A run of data
○ ○ ○

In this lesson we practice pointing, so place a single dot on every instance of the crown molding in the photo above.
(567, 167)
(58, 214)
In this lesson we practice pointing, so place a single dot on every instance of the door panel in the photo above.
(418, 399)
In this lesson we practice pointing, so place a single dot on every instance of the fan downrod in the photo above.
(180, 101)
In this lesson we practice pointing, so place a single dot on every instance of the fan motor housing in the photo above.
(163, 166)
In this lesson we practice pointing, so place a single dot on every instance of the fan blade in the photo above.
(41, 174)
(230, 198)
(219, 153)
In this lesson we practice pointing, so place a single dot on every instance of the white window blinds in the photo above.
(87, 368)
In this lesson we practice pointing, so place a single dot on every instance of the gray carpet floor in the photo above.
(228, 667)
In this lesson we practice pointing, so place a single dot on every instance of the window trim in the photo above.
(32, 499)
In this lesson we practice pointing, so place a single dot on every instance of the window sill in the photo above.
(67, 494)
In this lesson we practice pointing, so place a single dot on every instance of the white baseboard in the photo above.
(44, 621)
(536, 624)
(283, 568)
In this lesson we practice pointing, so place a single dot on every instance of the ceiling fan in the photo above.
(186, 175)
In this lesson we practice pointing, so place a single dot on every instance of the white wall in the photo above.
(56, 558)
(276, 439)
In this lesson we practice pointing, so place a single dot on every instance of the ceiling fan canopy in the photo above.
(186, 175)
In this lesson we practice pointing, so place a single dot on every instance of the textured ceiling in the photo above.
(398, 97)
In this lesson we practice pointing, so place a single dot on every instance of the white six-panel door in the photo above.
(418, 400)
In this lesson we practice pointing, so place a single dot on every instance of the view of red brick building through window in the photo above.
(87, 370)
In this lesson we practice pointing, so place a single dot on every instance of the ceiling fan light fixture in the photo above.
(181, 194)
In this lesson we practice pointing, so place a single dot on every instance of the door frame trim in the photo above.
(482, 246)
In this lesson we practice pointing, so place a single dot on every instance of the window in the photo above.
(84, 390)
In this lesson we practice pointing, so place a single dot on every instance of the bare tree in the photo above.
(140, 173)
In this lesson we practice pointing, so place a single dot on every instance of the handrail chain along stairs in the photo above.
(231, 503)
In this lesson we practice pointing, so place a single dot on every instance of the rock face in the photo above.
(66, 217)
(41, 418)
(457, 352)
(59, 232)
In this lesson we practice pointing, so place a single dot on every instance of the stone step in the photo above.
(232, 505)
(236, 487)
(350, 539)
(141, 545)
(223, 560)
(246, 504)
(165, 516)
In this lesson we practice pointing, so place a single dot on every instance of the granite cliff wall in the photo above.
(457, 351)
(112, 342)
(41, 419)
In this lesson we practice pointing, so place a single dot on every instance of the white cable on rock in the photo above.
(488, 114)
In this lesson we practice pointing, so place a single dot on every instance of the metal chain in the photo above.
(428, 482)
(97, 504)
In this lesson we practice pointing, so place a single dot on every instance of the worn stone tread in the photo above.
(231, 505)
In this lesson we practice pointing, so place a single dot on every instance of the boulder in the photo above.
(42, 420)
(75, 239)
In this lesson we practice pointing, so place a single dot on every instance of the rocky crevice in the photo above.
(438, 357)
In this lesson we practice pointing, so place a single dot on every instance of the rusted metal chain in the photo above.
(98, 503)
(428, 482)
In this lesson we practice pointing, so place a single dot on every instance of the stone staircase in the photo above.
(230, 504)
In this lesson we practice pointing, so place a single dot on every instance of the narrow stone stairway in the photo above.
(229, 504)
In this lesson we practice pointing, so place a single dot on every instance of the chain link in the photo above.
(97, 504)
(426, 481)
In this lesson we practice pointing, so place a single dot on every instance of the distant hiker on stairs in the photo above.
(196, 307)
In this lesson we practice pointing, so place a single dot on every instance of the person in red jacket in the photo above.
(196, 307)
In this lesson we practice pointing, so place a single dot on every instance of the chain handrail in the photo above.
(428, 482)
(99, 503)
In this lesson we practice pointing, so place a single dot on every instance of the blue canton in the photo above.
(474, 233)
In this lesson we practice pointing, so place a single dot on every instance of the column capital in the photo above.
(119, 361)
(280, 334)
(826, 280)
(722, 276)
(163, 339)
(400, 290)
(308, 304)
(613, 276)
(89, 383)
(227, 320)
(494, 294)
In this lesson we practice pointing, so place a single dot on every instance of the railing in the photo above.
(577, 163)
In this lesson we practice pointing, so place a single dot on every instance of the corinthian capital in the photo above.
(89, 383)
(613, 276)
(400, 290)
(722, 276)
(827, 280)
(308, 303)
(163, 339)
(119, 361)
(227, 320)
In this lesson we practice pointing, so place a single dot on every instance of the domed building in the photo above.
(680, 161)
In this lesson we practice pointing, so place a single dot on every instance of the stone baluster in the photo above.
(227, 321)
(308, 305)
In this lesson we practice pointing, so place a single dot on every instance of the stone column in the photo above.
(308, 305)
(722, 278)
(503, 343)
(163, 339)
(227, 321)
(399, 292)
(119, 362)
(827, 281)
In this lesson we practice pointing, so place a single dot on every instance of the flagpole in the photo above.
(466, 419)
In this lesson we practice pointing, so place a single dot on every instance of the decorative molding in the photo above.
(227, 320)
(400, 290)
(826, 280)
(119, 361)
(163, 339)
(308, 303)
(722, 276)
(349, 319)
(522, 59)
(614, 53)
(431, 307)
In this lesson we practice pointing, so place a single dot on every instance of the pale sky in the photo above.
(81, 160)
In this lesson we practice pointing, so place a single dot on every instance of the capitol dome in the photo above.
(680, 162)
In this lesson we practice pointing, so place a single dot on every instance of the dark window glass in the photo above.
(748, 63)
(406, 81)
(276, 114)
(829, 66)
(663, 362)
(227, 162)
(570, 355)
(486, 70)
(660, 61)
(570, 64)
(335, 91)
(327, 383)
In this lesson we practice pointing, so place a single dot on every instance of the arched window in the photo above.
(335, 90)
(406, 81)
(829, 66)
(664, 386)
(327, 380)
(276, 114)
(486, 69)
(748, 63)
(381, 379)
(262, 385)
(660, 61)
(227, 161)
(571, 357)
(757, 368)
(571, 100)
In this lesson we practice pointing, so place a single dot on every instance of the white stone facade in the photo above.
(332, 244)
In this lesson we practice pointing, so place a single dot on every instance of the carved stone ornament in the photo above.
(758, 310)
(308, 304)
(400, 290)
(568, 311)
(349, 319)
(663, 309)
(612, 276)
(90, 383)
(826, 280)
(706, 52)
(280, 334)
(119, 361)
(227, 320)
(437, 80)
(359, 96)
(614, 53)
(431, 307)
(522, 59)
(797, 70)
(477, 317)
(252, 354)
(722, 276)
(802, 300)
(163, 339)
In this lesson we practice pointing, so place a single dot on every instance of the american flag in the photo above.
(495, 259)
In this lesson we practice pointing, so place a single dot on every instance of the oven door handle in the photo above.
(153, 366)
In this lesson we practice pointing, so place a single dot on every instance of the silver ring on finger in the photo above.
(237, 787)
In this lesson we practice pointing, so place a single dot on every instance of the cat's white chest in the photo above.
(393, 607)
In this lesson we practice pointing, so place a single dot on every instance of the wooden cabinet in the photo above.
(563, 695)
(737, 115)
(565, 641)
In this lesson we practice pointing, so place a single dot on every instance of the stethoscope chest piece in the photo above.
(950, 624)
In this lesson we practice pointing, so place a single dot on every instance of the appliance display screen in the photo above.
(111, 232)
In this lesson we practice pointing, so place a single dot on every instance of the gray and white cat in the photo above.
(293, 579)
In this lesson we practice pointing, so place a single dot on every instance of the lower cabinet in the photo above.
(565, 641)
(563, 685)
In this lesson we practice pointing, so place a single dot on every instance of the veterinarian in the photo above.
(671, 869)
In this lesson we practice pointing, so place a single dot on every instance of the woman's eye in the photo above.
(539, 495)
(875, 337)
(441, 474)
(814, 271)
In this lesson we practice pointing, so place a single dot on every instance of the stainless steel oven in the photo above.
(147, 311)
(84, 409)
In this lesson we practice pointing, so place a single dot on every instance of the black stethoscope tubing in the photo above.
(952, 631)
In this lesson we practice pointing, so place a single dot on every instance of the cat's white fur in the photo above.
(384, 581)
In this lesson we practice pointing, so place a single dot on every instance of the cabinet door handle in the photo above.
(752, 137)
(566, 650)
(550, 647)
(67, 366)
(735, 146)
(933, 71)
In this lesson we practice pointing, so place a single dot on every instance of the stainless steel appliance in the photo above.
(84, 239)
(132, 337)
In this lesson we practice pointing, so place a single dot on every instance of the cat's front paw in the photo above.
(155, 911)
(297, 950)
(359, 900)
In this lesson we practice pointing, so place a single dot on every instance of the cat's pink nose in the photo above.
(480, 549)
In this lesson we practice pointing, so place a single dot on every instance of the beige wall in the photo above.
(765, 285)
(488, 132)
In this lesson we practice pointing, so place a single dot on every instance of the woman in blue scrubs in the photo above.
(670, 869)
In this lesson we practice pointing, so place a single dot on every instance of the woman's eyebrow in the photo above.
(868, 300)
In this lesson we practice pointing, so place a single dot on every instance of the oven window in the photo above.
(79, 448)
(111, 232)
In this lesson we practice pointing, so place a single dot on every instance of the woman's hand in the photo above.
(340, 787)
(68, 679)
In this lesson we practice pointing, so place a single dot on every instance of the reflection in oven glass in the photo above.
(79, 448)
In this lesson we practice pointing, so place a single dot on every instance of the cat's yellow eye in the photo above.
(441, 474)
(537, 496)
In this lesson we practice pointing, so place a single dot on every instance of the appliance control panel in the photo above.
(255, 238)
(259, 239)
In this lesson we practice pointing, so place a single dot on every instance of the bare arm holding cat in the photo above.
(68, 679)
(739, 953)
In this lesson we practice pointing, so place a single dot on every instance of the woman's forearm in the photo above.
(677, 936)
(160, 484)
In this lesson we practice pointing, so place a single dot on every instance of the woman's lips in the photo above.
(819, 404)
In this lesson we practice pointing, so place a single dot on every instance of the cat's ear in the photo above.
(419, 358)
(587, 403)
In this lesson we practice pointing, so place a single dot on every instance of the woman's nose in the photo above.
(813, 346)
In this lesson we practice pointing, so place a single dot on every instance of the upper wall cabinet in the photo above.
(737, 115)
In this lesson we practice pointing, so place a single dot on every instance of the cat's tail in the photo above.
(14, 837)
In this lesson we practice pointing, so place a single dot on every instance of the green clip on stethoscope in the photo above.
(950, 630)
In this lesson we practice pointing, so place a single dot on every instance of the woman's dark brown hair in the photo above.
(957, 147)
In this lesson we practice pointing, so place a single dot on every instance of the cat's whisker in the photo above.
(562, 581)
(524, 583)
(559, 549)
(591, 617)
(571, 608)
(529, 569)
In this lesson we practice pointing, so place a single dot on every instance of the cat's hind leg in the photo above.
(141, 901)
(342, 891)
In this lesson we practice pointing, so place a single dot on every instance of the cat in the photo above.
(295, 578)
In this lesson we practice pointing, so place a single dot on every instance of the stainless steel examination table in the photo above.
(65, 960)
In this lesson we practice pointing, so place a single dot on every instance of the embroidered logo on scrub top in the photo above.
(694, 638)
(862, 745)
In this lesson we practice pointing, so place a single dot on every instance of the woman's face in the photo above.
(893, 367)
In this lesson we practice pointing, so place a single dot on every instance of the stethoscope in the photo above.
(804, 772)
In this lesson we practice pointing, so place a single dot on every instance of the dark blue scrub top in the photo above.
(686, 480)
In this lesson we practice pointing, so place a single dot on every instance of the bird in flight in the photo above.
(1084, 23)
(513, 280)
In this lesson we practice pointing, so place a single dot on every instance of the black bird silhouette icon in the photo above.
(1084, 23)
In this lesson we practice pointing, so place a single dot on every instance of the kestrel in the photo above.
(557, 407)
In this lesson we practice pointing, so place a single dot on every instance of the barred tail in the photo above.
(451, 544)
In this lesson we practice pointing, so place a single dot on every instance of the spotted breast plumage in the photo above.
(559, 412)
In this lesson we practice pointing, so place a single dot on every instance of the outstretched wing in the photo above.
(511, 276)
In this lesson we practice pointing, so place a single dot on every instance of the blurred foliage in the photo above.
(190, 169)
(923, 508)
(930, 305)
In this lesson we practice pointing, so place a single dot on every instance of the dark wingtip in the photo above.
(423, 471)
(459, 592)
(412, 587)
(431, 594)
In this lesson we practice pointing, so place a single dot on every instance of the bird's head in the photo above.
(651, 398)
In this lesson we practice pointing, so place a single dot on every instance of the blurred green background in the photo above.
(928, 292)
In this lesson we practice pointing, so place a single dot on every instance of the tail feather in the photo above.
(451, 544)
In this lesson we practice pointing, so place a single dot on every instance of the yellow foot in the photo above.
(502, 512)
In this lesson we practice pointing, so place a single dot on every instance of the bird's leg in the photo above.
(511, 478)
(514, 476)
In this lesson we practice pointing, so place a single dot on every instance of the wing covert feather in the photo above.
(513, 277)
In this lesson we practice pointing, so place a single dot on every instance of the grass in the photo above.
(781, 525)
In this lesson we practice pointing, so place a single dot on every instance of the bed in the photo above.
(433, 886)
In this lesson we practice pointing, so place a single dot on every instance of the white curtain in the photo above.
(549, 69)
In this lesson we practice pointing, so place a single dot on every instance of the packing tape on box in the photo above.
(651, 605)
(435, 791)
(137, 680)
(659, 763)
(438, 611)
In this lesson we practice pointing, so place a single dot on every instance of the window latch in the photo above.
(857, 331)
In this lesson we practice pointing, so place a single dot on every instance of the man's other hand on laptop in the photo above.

○ ○ ○

◆ EXERCISE GOAL:
Starting at the line that contains "latch in the photo above." and continuing through the end of the data, copy out those lines with "laptop" swapped for "keyboard" and everything else left as it stands.

◆ SOLUTION FOR THIS EXERCISE:
In this lesson we practice pointing, so place a single dot on every instance of the window latch in the photo above.
(857, 331)
In this lesson we practice pointing, so place a single dot on every instance of the man's other hand on keyboard in the photo above.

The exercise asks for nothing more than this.